SHORT PROBLEM >> List each of the lines below that contains the word "tail". Only exact matches in case count.

==== INPUT

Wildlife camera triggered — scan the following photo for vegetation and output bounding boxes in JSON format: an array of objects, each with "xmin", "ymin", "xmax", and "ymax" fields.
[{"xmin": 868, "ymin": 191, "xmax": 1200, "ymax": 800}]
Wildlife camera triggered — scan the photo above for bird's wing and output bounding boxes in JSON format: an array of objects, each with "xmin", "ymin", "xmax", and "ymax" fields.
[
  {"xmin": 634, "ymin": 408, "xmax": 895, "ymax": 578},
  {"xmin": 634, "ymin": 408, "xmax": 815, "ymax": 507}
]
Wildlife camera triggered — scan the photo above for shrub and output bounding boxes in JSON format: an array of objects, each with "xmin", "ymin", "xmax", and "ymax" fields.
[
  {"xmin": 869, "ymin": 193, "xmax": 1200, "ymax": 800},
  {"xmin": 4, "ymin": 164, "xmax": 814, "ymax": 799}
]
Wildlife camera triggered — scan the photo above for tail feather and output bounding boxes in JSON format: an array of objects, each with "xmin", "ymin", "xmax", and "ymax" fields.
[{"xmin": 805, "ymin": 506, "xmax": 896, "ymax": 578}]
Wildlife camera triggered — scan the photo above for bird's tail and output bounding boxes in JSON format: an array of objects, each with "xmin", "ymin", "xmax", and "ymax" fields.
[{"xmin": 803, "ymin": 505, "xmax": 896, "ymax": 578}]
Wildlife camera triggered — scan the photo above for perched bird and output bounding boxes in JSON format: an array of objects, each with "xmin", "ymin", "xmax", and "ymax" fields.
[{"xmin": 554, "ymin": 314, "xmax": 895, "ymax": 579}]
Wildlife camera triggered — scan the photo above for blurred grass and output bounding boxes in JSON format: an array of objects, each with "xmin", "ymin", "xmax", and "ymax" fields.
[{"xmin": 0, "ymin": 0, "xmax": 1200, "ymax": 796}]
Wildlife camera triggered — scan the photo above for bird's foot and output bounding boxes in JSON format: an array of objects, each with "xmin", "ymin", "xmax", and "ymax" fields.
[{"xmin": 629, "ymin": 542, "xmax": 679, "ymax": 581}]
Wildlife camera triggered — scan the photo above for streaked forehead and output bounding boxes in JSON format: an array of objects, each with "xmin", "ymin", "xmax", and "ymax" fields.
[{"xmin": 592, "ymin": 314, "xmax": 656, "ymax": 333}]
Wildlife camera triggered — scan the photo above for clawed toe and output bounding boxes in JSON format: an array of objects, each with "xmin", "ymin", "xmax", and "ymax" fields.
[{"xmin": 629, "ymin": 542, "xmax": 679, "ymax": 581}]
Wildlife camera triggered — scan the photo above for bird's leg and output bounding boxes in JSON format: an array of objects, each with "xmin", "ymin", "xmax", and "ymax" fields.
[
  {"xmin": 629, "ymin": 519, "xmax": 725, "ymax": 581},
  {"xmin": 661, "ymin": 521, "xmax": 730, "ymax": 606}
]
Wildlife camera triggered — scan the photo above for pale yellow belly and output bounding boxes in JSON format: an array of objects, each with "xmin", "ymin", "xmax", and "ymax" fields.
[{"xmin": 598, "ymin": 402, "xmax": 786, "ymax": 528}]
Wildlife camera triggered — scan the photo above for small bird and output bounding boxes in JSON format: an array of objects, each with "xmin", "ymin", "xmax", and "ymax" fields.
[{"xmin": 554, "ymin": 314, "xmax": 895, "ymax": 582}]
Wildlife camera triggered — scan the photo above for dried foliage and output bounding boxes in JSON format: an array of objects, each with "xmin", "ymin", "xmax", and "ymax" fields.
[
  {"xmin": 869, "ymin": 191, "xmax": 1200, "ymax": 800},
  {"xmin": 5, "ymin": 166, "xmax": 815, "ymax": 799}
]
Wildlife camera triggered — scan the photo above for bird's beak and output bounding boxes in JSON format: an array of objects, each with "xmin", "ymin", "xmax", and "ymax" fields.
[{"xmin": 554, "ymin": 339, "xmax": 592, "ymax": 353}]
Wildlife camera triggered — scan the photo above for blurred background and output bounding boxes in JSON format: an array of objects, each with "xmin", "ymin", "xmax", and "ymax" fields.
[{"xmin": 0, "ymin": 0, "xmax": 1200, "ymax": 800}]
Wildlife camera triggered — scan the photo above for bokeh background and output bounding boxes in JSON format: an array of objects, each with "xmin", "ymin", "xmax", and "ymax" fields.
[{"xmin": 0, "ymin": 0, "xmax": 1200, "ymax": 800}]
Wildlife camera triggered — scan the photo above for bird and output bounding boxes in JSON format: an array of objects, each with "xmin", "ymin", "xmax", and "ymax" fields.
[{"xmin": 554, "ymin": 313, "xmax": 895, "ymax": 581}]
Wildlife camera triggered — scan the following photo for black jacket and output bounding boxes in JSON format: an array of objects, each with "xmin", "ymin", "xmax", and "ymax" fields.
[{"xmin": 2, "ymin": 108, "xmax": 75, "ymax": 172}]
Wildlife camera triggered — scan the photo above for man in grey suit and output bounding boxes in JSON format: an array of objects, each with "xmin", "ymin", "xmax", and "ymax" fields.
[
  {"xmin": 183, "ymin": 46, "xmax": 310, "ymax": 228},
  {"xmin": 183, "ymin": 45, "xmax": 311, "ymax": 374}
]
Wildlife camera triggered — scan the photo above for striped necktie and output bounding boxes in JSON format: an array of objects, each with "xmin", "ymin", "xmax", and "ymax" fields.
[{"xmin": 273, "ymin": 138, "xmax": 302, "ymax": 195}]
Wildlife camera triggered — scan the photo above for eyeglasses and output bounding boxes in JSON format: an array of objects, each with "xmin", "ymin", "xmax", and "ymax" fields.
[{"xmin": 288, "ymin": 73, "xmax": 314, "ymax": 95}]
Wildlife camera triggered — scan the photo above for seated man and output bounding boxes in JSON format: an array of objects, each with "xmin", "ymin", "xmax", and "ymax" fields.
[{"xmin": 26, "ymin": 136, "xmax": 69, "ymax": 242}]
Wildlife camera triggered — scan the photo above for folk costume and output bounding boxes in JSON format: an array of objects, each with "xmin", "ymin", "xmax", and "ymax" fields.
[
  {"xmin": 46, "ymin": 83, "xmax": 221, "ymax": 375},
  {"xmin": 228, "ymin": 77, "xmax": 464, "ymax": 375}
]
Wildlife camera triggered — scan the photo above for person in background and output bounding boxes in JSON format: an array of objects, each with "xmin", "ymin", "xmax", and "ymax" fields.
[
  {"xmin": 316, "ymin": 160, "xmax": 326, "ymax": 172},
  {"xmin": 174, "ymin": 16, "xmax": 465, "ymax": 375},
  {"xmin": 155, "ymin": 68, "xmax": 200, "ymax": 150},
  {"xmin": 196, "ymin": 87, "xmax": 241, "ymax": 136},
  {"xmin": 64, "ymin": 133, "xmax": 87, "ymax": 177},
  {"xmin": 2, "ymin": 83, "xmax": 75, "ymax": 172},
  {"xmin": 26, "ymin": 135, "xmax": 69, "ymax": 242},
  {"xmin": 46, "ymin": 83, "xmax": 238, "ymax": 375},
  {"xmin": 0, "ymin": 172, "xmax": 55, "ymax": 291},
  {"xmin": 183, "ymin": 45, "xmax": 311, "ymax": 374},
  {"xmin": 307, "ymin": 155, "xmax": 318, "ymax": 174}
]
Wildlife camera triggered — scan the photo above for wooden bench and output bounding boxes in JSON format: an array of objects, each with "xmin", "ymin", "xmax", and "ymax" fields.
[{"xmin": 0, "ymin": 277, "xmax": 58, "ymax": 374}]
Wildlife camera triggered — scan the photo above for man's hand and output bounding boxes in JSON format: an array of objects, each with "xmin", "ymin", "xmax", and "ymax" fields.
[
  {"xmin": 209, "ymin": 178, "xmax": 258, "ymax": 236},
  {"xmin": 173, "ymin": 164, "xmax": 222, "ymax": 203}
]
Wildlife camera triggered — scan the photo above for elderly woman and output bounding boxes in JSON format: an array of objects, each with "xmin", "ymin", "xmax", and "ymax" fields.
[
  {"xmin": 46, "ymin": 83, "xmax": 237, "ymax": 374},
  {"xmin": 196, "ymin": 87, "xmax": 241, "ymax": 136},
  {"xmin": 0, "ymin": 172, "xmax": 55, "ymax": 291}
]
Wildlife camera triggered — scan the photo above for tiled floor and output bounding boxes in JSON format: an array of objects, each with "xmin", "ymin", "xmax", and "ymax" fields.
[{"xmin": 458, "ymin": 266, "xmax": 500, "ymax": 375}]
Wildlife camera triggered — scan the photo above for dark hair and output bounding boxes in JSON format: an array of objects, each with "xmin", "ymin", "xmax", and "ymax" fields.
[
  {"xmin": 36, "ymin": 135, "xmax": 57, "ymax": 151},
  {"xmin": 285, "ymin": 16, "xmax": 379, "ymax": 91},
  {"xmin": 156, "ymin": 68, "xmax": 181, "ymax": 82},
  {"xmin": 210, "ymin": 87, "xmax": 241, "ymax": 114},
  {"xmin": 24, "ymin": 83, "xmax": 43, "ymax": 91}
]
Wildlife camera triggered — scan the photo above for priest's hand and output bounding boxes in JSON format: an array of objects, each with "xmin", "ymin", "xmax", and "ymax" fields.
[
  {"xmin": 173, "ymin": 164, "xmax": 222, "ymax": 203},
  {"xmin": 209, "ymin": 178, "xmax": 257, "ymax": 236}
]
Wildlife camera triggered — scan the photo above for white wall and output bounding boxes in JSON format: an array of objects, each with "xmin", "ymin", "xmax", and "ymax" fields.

========

SOLUTION TO THIS EXERCISE >>
Wildlife camera triggered — scan the photo above for tail feather and output bounding boxes in JSON format: an array of objects, each with "xmin", "ymin", "xmax", and "ymax" fields.
Wildlife camera triggered — scan the photo above for bird's tail and output bounding boxes in JSON format: an array of objects, each with "xmin", "ymin", "xmax", and "ymax" fields.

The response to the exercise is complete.